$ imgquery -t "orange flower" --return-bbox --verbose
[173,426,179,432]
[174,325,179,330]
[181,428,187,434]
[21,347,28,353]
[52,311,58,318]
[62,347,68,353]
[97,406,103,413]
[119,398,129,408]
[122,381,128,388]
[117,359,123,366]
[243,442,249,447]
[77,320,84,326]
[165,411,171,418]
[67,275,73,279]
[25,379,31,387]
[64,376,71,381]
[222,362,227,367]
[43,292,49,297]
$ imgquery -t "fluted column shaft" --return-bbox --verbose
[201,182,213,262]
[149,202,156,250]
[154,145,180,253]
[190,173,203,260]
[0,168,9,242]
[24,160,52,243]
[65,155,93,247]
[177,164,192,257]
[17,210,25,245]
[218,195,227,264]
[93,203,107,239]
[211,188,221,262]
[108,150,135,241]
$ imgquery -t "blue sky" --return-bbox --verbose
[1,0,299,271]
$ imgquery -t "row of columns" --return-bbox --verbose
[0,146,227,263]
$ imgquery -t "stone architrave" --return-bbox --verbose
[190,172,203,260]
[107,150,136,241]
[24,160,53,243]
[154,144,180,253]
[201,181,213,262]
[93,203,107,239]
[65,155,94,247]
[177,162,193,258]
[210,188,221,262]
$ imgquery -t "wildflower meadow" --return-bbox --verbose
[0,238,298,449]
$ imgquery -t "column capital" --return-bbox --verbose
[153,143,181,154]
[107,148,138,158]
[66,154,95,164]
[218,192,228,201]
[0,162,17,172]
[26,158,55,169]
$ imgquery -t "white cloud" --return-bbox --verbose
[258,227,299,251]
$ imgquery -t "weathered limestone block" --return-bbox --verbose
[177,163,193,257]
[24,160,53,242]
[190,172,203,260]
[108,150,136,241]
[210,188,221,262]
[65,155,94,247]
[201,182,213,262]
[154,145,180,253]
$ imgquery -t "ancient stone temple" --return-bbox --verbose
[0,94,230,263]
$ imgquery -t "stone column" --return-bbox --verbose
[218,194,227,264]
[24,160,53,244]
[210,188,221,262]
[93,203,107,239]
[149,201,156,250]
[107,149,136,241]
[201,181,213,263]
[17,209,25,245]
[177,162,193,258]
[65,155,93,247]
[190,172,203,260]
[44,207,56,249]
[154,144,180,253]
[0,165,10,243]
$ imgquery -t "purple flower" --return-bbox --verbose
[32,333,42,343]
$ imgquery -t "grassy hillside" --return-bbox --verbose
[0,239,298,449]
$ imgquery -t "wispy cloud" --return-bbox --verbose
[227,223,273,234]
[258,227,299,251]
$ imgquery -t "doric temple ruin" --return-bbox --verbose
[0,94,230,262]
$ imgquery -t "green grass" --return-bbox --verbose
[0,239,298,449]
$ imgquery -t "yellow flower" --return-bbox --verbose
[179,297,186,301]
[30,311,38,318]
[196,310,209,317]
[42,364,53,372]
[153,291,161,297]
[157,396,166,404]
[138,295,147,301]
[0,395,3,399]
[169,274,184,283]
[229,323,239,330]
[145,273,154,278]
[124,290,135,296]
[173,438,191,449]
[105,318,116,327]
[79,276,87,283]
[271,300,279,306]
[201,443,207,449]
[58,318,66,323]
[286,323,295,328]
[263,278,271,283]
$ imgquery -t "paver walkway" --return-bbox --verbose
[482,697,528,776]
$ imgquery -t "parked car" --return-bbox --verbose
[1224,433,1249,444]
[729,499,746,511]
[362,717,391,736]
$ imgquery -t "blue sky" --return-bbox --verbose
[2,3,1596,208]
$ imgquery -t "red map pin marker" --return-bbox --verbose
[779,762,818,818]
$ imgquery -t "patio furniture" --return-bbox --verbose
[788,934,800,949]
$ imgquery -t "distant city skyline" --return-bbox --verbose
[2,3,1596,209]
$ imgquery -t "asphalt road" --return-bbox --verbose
* * *
## Required work
Give an exact copy of all the material above.

## Result for this exercise
$ imgquery -t "orange flower" --return-bbox --verbose
[173,426,179,432]
[174,325,179,330]
[181,428,187,434]
[21,347,28,353]
[52,311,58,318]
[62,347,68,353]
[97,406,103,413]
[119,398,129,408]
[122,381,128,388]
[117,359,123,366]
[243,442,249,447]
[77,320,84,326]
[165,411,171,418]
[67,275,73,279]
[25,379,31,387]
[64,376,71,381]
[222,362,227,367]
[43,292,49,297]
$ imgquery -t "fluted column shaft" --return-bbox --verbose
[201,182,213,262]
[149,202,156,250]
[154,145,180,253]
[190,173,203,260]
[0,168,9,242]
[24,160,52,243]
[65,155,93,247]
[177,164,192,257]
[17,210,25,245]
[218,195,227,264]
[93,203,107,239]
[211,188,221,262]
[108,150,135,241]
$ imgquery -t "blue sky" --return-bbox --verbose
[1,0,299,271]
$ imgquery -t "row of columns" --return-bbox --verbose
[0,146,227,263]
$ imgquery -t "stone architrave" --return-bbox --verbose
[190,172,203,260]
[107,150,136,241]
[24,160,53,243]
[154,144,180,253]
[201,181,213,262]
[93,203,107,239]
[65,155,94,247]
[177,162,193,258]
[210,188,221,262]
$ imgquery -t "wildflower meadow" --return-bbox --verbose
[0,238,298,449]
$ imgquery -t "column capital" --return-bbox --verbose
[153,143,181,154]
[107,148,138,158]
[66,154,95,164]
[218,192,228,201]
[0,162,17,172]
[26,158,55,169]
$ imgquery -t "white cloud" --return-bbox --verbose
[258,227,299,251]
$ imgquery -t "weathered limestone block" --return-bbox --verbose
[177,163,193,257]
[24,160,53,242]
[190,172,203,260]
[108,150,136,241]
[210,188,221,262]
[65,155,94,247]
[201,182,213,262]
[154,145,180,253]
$ imgquery -t "ancient stone temple" --return-bbox --verbose
[0,94,230,263]
$ imgquery -t "stone column" --return-bbox --verbose
[218,194,227,264]
[24,160,53,244]
[210,188,221,262]
[93,203,107,239]
[149,201,156,250]
[107,149,136,241]
[201,181,213,263]
[17,209,25,245]
[177,162,193,258]
[65,155,93,247]
[190,172,203,260]
[44,207,56,249]
[154,144,180,253]
[0,165,10,243]
$ imgquery -t "purple flower" --return-bbox --verbose
[32,333,42,343]
$ imgquery -t "grassy hillside" --return-bbox --verbose
[0,239,298,449]
$ imgquery -t "wispy cloud" --return-bbox --verbose
[227,223,273,234]
[258,227,299,251]
$ imgquery -t "doric temple ruin" --return-bbox --verbose
[0,94,230,262]
$ imgquery -t "green grass" --return-bbox --verbose
[0,239,298,449]
$ imgquery -t "yellow flower" --return-bbox --verbose
[179,297,186,301]
[30,311,38,318]
[196,310,209,317]
[42,364,53,372]
[153,291,161,297]
[157,396,166,404]
[138,295,147,301]
[0,395,3,399]
[169,274,184,283]
[229,323,239,330]
[145,273,154,278]
[124,290,135,296]
[173,438,191,449]
[105,318,116,327]
[79,276,87,283]
[271,300,279,306]
[201,443,207,449]
[58,318,66,323]
[286,323,295,328]
[263,278,271,283]
$ imgquery -t "paver walkway" --return-bbox --verbose
[482,697,528,776]
$ imgquery -t "parked car" --return-bbox --verbose
[1224,433,1249,444]
[729,499,746,511]
[362,717,391,736]
$ imgquery -t "blue sky" --return-bbox --verbose
[2,3,1596,208]
$ imgquery -t "red map pin marker" --return-bbox --verbose
[779,762,818,818]
$ imgquery -t "patio furniture" --return-bbox --verbose
[788,934,800,949]
$ imgquery -t "distant city skyline" --return-bbox --verbose
[2,3,1596,209]
$ imgquery -t "asphalt road" --return-bbox --verbose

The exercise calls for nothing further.